# WORK REQUEST:
In the text about the new invisible M, list every medical setting the writer names as a place where something went wrong for them.

My New Invisible M
I am at least as happy as this little pup because it's official: I got another 'M'. Only this one is invisible.
I spent a lot of time over the past few years talking to the Health Administration department. I have spoken to a number of people who work there and described my situation to them on more than one occasion. I have been transparent about my transition and have even had my doctor and surgeon talk to them on my behalf. I requested a change to the gender marker on my health care card after a number of disturbing incidents at the hospital and clinic. On at least one occassion I was left in a curtained area in the emergency room for over four hours without the doctor even stopping in to look at me once. Every time I had to go give blood at the lab there was an issue, sometimes resulting in embarrassing or uncomfortable experiences. As if getting a needle jabbed in your arm wasn't uncomfortable enough.

# INFORMATION SHOWN:
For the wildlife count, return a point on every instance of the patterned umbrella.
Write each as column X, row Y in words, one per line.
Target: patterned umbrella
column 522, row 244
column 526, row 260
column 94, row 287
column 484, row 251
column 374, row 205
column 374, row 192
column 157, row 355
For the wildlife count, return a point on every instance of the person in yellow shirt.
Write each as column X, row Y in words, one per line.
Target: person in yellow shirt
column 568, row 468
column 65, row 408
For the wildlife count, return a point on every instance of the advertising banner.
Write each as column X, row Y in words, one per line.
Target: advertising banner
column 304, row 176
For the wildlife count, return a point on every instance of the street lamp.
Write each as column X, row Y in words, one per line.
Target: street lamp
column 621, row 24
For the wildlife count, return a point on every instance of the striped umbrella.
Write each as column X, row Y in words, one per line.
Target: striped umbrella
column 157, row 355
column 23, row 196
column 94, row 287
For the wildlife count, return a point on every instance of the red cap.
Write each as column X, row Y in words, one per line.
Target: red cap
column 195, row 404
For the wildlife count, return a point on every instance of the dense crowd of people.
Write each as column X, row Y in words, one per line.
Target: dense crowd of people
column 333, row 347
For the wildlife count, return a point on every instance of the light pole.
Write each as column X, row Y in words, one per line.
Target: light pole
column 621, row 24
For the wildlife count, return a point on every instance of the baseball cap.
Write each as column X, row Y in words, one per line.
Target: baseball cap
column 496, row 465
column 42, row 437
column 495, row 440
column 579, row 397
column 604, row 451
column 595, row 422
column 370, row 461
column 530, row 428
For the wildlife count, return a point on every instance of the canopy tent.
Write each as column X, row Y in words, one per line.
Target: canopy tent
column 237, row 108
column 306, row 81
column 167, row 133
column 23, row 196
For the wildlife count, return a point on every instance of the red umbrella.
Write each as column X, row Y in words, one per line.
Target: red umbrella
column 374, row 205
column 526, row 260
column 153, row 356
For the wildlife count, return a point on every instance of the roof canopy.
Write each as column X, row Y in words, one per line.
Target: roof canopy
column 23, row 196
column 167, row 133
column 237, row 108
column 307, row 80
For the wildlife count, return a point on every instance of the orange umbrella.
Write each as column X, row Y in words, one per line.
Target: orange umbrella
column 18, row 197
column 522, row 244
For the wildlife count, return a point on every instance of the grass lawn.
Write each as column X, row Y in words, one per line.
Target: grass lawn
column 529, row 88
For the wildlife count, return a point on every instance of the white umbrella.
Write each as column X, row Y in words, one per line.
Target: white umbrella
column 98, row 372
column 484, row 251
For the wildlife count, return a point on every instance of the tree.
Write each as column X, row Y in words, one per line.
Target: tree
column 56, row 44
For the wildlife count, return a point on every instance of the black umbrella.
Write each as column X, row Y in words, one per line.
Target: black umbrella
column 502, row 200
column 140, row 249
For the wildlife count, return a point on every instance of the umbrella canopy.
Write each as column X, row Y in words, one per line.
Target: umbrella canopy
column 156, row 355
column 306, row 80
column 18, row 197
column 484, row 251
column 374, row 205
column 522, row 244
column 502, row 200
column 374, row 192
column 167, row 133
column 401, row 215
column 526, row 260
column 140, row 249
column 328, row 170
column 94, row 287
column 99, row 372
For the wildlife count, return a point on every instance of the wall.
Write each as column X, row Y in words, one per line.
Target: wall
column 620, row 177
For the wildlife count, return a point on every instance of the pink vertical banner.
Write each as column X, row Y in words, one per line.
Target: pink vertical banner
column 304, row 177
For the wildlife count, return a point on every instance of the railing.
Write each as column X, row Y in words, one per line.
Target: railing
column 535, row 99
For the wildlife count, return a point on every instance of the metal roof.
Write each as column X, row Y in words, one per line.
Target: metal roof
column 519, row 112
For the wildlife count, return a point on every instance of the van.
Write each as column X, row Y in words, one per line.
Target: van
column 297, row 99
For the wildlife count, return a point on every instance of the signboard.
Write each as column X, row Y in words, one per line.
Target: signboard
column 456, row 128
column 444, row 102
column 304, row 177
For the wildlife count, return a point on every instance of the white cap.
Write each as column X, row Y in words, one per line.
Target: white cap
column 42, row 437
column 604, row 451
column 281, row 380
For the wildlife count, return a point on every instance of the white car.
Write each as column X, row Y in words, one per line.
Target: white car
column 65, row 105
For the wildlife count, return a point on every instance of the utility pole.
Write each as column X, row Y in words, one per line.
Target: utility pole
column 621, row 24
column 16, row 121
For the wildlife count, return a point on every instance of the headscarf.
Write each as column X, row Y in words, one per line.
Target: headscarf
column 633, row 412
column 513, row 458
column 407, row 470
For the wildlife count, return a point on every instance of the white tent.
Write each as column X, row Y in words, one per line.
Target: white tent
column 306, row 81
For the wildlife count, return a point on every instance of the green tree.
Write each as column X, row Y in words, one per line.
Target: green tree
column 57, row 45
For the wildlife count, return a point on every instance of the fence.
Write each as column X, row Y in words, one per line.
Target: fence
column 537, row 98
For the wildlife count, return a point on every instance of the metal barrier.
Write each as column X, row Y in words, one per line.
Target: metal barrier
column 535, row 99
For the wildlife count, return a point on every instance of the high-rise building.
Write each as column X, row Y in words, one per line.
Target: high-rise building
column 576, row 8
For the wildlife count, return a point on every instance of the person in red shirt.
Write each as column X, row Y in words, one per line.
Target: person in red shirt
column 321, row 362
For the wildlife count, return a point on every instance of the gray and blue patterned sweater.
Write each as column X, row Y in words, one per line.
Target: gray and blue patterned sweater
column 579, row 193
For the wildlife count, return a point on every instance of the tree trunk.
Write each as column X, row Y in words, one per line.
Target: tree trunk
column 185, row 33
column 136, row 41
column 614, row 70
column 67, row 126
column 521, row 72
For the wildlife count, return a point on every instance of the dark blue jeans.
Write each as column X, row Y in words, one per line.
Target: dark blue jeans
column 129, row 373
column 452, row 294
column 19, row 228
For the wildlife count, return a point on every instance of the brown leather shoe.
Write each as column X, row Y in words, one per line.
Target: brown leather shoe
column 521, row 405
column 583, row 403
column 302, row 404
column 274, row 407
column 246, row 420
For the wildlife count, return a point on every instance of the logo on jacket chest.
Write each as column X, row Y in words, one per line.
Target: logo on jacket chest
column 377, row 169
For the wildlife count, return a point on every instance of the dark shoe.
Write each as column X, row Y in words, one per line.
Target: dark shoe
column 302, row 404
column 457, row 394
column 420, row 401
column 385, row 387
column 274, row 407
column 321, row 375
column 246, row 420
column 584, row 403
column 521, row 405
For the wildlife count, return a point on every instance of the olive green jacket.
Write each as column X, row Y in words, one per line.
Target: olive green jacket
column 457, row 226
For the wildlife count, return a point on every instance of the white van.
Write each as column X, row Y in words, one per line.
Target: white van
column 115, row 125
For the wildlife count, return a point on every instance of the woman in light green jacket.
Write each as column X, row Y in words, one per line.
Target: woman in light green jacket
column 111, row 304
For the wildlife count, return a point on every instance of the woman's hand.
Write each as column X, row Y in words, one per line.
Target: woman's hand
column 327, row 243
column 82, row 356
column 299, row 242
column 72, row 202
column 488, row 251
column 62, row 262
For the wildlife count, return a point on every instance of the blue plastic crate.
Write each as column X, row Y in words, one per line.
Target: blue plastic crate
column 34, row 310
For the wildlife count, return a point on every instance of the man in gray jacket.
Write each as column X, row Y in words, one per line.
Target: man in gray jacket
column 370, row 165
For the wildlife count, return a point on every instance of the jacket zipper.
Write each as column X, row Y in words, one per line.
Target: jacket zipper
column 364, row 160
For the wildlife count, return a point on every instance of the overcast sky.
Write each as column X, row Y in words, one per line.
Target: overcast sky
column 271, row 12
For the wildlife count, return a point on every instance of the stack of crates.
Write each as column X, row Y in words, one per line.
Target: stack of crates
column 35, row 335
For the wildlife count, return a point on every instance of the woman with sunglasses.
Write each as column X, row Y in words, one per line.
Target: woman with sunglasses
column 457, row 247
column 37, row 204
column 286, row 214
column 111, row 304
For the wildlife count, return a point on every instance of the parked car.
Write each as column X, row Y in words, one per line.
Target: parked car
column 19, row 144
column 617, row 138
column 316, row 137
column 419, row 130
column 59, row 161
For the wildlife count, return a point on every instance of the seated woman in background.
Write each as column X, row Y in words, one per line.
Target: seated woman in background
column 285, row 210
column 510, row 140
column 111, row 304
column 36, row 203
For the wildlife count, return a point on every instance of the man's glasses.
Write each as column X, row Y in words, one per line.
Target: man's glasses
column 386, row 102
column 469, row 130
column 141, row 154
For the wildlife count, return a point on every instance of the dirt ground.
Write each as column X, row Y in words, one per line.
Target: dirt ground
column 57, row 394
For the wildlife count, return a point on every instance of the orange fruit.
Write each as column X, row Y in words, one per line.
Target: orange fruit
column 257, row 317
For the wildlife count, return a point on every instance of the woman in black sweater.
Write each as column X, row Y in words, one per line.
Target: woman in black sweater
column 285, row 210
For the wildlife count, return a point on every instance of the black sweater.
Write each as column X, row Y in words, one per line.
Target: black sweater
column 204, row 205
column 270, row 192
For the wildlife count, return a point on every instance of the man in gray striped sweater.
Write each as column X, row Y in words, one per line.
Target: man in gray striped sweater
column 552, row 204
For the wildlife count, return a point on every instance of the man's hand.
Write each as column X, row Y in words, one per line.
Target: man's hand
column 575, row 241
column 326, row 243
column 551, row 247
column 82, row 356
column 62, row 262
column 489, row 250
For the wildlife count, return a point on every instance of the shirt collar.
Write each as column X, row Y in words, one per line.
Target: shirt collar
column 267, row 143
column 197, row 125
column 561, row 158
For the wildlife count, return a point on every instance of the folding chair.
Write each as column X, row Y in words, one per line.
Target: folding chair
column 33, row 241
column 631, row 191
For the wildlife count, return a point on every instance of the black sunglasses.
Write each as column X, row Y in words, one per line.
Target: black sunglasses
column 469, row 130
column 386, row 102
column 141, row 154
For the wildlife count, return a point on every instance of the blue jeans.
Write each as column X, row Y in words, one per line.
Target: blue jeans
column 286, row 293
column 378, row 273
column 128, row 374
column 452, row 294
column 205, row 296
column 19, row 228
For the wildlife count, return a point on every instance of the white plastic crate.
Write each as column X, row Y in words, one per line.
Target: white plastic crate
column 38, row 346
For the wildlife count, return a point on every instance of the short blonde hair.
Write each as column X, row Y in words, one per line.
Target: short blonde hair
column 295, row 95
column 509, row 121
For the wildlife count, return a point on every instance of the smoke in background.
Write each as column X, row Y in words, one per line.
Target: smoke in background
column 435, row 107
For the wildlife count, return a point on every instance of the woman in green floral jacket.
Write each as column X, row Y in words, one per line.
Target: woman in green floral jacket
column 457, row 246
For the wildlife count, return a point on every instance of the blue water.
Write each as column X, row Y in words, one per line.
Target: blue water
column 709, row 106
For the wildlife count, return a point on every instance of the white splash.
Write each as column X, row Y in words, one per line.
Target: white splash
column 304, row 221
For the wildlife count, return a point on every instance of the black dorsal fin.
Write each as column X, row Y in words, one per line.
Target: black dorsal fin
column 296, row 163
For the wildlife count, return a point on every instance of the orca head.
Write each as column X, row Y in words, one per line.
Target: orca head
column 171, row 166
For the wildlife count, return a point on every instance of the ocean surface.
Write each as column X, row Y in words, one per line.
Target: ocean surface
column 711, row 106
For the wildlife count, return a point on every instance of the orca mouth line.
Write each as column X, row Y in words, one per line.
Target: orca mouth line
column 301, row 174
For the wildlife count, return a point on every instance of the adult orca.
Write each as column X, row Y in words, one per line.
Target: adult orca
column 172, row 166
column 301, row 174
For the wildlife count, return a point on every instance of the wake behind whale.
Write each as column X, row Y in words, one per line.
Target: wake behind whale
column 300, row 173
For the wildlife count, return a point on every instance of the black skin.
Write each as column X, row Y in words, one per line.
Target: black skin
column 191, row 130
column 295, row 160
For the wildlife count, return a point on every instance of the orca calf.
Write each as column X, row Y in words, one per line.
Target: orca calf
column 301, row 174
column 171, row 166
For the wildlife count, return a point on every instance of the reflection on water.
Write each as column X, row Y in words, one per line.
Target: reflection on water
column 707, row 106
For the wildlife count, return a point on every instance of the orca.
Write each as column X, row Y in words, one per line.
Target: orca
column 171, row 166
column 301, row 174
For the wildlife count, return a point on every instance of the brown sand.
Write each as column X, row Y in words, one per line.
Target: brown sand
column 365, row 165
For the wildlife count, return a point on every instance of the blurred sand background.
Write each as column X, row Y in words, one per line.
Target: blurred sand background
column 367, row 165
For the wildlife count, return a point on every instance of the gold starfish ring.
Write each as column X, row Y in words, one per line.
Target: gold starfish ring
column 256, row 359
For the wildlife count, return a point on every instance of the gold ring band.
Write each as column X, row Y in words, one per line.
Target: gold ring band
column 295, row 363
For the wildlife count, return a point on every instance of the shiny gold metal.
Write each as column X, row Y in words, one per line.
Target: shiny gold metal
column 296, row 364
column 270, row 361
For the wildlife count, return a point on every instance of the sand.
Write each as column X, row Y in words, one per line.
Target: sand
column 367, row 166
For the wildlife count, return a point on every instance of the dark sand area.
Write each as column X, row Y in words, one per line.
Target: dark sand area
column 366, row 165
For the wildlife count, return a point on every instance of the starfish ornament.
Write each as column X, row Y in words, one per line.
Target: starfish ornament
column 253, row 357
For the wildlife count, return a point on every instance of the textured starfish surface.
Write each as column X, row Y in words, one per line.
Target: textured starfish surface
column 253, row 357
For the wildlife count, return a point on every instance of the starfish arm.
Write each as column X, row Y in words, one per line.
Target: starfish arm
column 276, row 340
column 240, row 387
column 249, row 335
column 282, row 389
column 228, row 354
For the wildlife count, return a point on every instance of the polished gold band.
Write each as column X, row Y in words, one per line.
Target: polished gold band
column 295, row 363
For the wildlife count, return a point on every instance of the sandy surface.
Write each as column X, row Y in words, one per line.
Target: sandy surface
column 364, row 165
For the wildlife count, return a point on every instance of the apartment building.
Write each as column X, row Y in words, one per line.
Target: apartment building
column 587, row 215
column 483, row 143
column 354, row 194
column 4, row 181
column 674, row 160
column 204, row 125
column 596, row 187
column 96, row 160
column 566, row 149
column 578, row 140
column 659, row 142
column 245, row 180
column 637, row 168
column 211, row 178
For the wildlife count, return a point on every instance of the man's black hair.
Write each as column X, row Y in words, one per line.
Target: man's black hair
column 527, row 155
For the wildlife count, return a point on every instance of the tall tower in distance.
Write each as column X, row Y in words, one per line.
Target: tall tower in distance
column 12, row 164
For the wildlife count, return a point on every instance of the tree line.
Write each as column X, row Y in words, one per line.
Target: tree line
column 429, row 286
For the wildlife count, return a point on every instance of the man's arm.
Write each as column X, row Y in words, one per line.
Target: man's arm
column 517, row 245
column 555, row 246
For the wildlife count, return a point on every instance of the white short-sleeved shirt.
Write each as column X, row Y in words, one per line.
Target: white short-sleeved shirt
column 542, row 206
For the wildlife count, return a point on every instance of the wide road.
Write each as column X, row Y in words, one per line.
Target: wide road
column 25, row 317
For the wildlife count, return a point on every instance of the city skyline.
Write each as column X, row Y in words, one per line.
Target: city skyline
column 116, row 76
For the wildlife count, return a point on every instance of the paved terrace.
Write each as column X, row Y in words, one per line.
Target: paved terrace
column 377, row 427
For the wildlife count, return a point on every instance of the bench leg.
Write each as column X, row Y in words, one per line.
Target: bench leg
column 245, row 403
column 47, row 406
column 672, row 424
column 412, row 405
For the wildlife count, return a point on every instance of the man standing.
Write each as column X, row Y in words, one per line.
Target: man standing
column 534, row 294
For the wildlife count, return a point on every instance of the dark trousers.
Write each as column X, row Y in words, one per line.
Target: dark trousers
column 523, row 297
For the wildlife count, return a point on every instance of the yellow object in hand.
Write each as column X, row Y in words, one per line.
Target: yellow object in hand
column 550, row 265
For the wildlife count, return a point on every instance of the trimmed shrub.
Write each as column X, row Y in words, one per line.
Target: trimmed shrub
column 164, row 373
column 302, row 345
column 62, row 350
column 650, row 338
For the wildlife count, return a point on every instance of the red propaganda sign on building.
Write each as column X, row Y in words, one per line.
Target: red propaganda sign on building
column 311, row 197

# FINISHED TASK:
- the hospital
- the clinic
- the emergency room
- the lab